*Work to do*
Please repeat the text on the Virgin Islands tax bill word for word, starting with "Also, Difede said, the" and going on through "the V.I. government.".

*Provided text*
The federal bill also fails to define where someone who has moved to the territory but not yet gained residency should pay taxes, Difede said. "There's major problems in this bill," he said. "It's a revenue generating bill for the U.S. Treasury, and that means it's a revenue-costing bill for the Virgin Islands."
Also, Difede said, the bill increases the time it takes for someone to be considered a Virgin Islands resident, which could result in a lost of $70 million to $110 million to the V.I. government.
(For an analysis of the tax relationships between Congress and the U.S. Treasury and the Virgin Islands aimed at stimulating local economic growth over the last three-quarters of a century, see "Analysis: The Territory's Taxing Relationships".)
It is not clear when the House of Representatives will address the bill, but Delegate Donna M. Christensen has warned officials of Economic Development Program beneficiary companies to "exercise caution in expressing their displeasure." She said in a release issued on Friday that such reactions could end up "provoking an even stronger response by Congress to deficiencies in the EDC program."
Christensen said some provisions of the U.S. Senate bill need clarification. "This is a process that isn't over yet, and I promise to sit down with everyone affected to hear their recommendations on how the language of the amendment should be improved to make our EDC program stronger," she said in the release.
She further pledged her efforts "to ensure that Congress and the Treasury Department develop fair and reasonable rules" to "ensure the integrity and effectiveness of the territory's EDC program and to promote both tax compliance and economic growth."

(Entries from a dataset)
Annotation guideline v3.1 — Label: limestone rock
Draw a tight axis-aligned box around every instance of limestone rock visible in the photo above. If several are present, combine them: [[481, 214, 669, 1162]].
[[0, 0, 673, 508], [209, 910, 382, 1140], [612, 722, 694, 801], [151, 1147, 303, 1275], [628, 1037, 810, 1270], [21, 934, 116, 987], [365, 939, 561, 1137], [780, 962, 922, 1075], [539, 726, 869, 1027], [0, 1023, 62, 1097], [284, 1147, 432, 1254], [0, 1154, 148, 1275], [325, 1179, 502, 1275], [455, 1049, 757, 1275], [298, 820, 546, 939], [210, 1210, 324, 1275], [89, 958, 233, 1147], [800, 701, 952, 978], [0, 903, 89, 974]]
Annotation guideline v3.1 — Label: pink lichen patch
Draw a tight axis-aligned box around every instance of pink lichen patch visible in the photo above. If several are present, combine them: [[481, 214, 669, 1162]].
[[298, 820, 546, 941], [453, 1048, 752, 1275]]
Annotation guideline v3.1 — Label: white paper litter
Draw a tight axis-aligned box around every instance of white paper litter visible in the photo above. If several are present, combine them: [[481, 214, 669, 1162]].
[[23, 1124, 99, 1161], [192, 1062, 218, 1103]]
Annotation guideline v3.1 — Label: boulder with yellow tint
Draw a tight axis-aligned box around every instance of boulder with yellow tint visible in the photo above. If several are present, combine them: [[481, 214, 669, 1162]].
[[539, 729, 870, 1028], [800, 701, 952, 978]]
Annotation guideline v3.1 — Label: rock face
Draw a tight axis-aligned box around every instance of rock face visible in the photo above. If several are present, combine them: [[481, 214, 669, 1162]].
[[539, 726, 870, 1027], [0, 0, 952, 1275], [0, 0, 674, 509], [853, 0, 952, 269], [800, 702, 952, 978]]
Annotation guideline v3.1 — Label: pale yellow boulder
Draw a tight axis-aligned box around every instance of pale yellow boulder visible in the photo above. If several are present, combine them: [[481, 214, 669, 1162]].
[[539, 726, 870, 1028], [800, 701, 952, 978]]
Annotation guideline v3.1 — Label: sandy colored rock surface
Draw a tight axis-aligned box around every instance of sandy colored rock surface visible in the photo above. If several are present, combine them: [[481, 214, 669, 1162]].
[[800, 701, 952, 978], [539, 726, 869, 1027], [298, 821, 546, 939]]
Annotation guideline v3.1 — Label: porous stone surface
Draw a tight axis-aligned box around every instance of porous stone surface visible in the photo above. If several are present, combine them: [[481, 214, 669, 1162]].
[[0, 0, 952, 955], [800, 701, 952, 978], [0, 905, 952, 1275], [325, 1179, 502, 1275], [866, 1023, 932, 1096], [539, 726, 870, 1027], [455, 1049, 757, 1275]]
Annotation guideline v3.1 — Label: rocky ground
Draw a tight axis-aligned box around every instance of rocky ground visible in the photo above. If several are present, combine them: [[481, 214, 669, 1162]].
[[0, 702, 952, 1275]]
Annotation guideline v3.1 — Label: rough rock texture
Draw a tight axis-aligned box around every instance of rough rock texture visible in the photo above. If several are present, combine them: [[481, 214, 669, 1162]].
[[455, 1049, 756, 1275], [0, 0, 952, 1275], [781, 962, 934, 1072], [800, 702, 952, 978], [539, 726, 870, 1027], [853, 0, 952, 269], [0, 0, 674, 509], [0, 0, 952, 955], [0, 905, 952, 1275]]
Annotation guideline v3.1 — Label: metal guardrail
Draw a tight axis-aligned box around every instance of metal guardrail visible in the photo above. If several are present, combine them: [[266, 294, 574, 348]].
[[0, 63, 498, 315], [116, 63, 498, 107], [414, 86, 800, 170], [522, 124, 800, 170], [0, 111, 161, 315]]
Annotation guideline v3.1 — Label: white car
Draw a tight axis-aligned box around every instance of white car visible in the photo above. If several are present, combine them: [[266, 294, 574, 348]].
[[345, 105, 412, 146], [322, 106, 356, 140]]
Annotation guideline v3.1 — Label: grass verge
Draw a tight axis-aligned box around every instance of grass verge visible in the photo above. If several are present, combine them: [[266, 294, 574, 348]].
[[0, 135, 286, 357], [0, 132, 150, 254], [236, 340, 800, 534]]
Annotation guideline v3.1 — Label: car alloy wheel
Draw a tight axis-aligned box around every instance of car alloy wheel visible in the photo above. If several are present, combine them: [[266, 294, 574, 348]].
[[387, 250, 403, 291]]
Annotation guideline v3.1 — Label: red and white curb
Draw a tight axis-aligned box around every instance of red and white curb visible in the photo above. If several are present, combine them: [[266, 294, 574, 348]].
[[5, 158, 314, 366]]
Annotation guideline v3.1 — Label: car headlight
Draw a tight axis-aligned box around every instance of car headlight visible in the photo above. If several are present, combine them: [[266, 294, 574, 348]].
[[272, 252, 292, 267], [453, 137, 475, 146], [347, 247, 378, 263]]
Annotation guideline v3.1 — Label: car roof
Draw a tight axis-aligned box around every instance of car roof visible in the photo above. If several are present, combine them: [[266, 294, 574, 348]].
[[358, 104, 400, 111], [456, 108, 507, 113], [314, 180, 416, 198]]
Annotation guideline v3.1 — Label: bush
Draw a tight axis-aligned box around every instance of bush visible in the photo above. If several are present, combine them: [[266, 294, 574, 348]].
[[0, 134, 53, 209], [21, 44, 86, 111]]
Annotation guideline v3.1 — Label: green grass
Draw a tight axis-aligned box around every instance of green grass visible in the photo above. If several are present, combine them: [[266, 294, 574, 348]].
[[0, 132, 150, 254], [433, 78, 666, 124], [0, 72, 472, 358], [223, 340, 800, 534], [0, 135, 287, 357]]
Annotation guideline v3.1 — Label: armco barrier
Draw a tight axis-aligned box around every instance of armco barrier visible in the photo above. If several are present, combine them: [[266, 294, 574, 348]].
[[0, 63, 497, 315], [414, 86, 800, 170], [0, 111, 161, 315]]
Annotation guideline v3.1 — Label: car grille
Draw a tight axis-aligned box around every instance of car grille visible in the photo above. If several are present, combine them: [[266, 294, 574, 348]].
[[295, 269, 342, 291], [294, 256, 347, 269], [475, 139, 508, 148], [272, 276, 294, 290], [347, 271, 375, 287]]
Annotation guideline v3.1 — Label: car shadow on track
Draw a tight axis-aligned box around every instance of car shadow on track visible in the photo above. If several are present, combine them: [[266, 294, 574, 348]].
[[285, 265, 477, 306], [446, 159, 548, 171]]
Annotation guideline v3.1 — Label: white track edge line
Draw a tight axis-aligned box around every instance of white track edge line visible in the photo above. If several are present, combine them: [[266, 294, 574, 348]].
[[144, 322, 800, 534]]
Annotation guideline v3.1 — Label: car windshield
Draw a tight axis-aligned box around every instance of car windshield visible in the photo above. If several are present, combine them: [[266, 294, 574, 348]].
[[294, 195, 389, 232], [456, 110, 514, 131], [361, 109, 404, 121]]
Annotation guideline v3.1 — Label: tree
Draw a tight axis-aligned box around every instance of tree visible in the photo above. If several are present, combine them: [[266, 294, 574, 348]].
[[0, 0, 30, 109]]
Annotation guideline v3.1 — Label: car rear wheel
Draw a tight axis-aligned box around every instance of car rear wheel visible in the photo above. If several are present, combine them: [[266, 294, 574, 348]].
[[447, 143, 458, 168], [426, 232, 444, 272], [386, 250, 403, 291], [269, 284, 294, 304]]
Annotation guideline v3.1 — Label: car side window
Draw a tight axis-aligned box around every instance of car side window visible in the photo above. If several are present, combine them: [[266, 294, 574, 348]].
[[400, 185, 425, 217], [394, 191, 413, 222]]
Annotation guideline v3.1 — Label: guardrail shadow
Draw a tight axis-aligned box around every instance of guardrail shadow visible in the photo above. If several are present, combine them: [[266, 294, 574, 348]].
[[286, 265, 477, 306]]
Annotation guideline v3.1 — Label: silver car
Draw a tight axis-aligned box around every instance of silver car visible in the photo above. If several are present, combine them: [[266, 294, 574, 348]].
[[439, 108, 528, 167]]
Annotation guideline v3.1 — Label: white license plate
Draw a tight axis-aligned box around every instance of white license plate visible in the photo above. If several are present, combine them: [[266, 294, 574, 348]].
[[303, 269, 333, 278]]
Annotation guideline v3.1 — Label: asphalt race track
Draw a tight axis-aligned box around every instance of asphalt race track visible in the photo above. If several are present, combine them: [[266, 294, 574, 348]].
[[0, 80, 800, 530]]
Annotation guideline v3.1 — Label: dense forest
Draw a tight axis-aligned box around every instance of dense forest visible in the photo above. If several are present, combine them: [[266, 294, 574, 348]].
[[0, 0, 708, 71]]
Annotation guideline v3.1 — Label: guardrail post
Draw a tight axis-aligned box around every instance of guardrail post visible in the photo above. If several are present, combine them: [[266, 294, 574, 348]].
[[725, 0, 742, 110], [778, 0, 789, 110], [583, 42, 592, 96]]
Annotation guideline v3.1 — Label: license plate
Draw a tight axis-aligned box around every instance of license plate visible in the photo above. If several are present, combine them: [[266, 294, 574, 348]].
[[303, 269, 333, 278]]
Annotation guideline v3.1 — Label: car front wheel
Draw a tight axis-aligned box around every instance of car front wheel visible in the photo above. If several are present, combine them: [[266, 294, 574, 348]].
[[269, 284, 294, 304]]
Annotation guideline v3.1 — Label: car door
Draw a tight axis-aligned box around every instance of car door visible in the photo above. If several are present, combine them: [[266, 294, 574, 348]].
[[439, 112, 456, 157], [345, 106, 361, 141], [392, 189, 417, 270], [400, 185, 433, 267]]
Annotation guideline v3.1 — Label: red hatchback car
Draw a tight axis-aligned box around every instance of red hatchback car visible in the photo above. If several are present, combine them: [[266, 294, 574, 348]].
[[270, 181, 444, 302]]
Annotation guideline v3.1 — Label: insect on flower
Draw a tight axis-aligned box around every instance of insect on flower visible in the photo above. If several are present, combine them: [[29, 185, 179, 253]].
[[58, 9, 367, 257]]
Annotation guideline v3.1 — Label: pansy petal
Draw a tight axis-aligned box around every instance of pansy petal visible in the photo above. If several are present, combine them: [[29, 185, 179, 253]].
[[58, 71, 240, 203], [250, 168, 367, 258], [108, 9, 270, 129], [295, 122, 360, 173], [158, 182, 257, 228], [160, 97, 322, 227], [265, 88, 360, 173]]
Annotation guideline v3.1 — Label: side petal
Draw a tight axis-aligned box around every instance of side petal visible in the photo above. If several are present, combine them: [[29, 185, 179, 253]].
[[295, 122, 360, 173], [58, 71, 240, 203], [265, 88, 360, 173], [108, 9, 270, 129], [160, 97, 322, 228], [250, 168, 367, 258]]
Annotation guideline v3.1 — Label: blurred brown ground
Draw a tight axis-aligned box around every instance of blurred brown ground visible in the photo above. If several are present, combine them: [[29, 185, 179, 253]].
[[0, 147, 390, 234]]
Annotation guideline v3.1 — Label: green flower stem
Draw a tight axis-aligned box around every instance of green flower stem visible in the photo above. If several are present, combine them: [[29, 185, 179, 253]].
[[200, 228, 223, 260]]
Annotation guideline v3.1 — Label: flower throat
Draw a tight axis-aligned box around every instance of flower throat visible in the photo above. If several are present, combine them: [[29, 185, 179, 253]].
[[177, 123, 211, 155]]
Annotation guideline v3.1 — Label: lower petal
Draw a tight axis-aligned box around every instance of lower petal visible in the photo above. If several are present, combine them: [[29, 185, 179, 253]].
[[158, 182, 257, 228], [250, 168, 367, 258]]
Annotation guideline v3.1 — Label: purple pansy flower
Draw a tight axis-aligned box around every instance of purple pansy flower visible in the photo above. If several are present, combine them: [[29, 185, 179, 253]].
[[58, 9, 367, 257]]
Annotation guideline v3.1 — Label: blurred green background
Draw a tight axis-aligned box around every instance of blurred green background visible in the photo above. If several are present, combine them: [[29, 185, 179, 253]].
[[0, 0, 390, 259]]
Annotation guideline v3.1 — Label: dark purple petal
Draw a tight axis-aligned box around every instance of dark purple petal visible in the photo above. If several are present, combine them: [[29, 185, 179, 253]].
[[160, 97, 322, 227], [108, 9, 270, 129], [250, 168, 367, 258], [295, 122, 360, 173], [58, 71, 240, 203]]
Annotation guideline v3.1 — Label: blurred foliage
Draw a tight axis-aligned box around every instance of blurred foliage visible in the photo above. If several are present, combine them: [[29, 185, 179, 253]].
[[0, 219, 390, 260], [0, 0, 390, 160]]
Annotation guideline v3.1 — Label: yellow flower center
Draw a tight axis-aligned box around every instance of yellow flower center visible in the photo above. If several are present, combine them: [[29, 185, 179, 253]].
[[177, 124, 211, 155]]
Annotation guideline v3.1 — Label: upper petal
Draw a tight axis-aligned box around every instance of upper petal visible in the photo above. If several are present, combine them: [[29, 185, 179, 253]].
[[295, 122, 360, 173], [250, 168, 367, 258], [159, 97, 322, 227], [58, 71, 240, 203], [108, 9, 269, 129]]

*Reply to the task*
Also, Difede said, the bill increases the time it takes for someone to be considered a Virgin Islands resident, which could result in a lost of $70 million to $110 million to the V.I. government.